++++ Supplied records ++++
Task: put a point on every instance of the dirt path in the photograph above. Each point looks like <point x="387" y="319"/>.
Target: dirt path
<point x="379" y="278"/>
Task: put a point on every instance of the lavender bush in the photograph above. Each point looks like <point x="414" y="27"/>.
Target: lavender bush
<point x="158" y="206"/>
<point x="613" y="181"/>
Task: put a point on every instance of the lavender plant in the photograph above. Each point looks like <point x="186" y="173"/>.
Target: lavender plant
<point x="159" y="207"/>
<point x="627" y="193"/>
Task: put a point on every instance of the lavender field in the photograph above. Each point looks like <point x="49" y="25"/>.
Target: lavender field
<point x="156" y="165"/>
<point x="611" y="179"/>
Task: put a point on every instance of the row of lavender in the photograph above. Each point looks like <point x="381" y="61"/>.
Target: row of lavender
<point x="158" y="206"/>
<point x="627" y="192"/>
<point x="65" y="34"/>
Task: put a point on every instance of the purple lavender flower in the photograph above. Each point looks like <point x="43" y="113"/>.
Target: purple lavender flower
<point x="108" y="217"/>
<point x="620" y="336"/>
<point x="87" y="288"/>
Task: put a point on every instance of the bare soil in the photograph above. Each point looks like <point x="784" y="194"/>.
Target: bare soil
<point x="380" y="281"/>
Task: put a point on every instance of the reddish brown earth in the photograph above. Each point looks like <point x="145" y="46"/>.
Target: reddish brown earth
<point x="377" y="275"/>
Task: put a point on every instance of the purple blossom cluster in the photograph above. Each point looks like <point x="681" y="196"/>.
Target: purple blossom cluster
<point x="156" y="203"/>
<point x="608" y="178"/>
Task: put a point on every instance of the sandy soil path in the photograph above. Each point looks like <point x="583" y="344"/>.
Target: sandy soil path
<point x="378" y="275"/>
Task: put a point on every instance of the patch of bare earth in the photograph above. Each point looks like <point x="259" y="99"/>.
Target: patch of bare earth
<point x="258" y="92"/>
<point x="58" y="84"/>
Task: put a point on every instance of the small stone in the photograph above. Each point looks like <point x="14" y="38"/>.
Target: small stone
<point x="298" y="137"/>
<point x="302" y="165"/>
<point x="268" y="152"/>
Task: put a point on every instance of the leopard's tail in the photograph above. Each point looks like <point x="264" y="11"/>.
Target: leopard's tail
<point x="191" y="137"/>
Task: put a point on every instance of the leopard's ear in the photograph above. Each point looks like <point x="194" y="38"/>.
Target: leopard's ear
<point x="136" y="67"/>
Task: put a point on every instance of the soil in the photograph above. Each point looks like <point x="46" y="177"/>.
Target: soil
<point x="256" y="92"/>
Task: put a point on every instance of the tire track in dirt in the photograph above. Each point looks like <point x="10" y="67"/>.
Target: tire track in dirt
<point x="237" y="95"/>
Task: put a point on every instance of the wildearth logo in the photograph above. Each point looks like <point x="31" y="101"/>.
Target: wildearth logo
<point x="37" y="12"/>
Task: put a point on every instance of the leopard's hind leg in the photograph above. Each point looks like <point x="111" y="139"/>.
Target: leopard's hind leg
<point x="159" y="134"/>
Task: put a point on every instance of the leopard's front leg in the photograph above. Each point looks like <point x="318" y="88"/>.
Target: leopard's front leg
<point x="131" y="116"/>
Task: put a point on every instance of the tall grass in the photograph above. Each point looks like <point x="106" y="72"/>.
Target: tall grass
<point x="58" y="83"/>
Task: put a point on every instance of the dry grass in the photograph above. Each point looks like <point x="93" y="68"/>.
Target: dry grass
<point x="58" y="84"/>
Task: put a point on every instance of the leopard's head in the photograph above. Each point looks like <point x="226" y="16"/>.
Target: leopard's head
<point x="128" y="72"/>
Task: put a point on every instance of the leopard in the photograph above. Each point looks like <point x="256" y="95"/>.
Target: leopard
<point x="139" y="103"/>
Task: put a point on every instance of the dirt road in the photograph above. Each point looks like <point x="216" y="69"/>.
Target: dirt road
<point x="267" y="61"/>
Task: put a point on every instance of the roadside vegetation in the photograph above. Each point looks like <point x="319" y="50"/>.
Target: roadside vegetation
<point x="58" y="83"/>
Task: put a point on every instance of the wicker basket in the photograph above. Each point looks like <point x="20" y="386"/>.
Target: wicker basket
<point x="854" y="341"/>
++++
**Activity:** Going through the material above, reproduce every line exactly.

**Response area:**
Task: put a point on every instance of the dirt path in the photograph above. Each point looks like <point x="387" y="319"/>.
Target: dirt path
<point x="379" y="278"/>
Task: put a point on every instance of the lavender bush in the photograph above. Each point looks like <point x="414" y="27"/>.
Target: lavender bush
<point x="158" y="206"/>
<point x="613" y="181"/>
Task: put a point on every instance of the lavender plant in the photograph above. Each point looks like <point x="186" y="173"/>.
Target: lavender plant
<point x="159" y="207"/>
<point x="627" y="193"/>
Task: put a point on every instance of the lavender field in the photograph above. Each point looks like <point x="49" y="25"/>.
Target: lavender field
<point x="156" y="165"/>
<point x="611" y="179"/>
Task: put a point on every instance of the row of lavender in the photograph above. Each point looks like <point x="381" y="61"/>.
Target: row of lavender
<point x="158" y="206"/>
<point x="627" y="192"/>
<point x="65" y="34"/>
Task: put a point on every instance of the purple lavender flower in the photograph above. Each point looks like <point x="43" y="113"/>.
Target: purple lavender flower
<point x="108" y="217"/>
<point x="620" y="336"/>
<point x="87" y="288"/>
Task: put a point on every instance of the bare soil in the photograph above. Each point looks like <point x="784" y="194"/>.
Target: bare soil
<point x="380" y="281"/>
Task: put a point on every instance of the reddish brown earth in the photograph above. Each point looks like <point x="145" y="46"/>.
Target: reddish brown earth
<point x="377" y="275"/>
Task: put a point on every instance of the purple blossom cluster in the photograph above. Each point looks like <point x="681" y="196"/>.
Target: purple blossom cluster
<point x="156" y="203"/>
<point x="608" y="178"/>
Task: put a point on every instance of the sandy soil path in the photograph above. Each point looks like <point x="583" y="344"/>.
Target: sandy soil path
<point x="378" y="275"/>
Task: put a point on every instance of the patch of bare earth in the photograph above. Each point looks like <point x="259" y="99"/>.
Target: patch of bare earth
<point x="258" y="92"/>
<point x="58" y="84"/>
Task: put a point on every instance of the small stone in the photograph above. Each point looks like <point x="14" y="38"/>.
Target: small stone
<point x="298" y="137"/>
<point x="302" y="165"/>
<point x="268" y="152"/>
Task: put a point on every instance of the leopard's tail in the photograph above. Each point looks like <point x="264" y="11"/>.
Target: leopard's tail
<point x="191" y="137"/>
Task: put a point on every instance of the leopard's ear in the photograph above. Each point looks like <point x="194" y="38"/>.
Target: leopard's ear
<point x="136" y="67"/>
Task: put a point on every instance of the soil in the photograph above. Each point looks like <point x="46" y="177"/>.
Target: soil
<point x="256" y="92"/>
Task: put a point on every instance of the tire track in dirt in the photograph above. Each point looks like <point x="10" y="67"/>.
Target: tire track in dirt
<point x="237" y="95"/>
Task: put a point on every instance of the wildearth logo in the photograph above. Each point looks like <point x="31" y="101"/>.
Target: wildearth logo
<point x="37" y="12"/>
Task: put a point on every instance of the leopard's hind leg in the photograph above. Each point looks like <point x="111" y="139"/>.
Target: leopard's hind leg
<point x="159" y="134"/>
Task: put a point on every instance of the leopard's front leg in the photograph above. Each point looks like <point x="318" y="88"/>.
Target: leopard's front leg
<point x="131" y="116"/>
Task: put a point on every instance of the tall grass in the photograph above. Each point looks like <point x="106" y="72"/>.
Target: tall grass
<point x="58" y="83"/>
Task: put a point on every instance of the dry grass in the photograph above. Each point looks like <point x="93" y="68"/>.
Target: dry grass
<point x="58" y="84"/>
Task: put a point on every instance of the leopard's head in the photograph above. Each point looks like <point x="226" y="16"/>.
Target: leopard's head
<point x="128" y="72"/>
Task: put a point on every instance of the leopard in the photograph above. Each point looks like <point x="256" y="95"/>.
Target: leopard
<point x="139" y="103"/>
Task: put a point on every instance of the dirt road in the photograph above. Each point looks like <point x="216" y="69"/>.
Target: dirt road
<point x="267" y="61"/>
Task: put a point on every instance of the roadside vegetation in the photograph above. Each point looks like <point x="319" y="50"/>.
Target: roadside vegetation
<point x="58" y="83"/>
Task: put a point on every instance of the wicker basket in the photograph above. Each point looks like <point x="20" y="386"/>.
Target: wicker basket
<point x="854" y="341"/>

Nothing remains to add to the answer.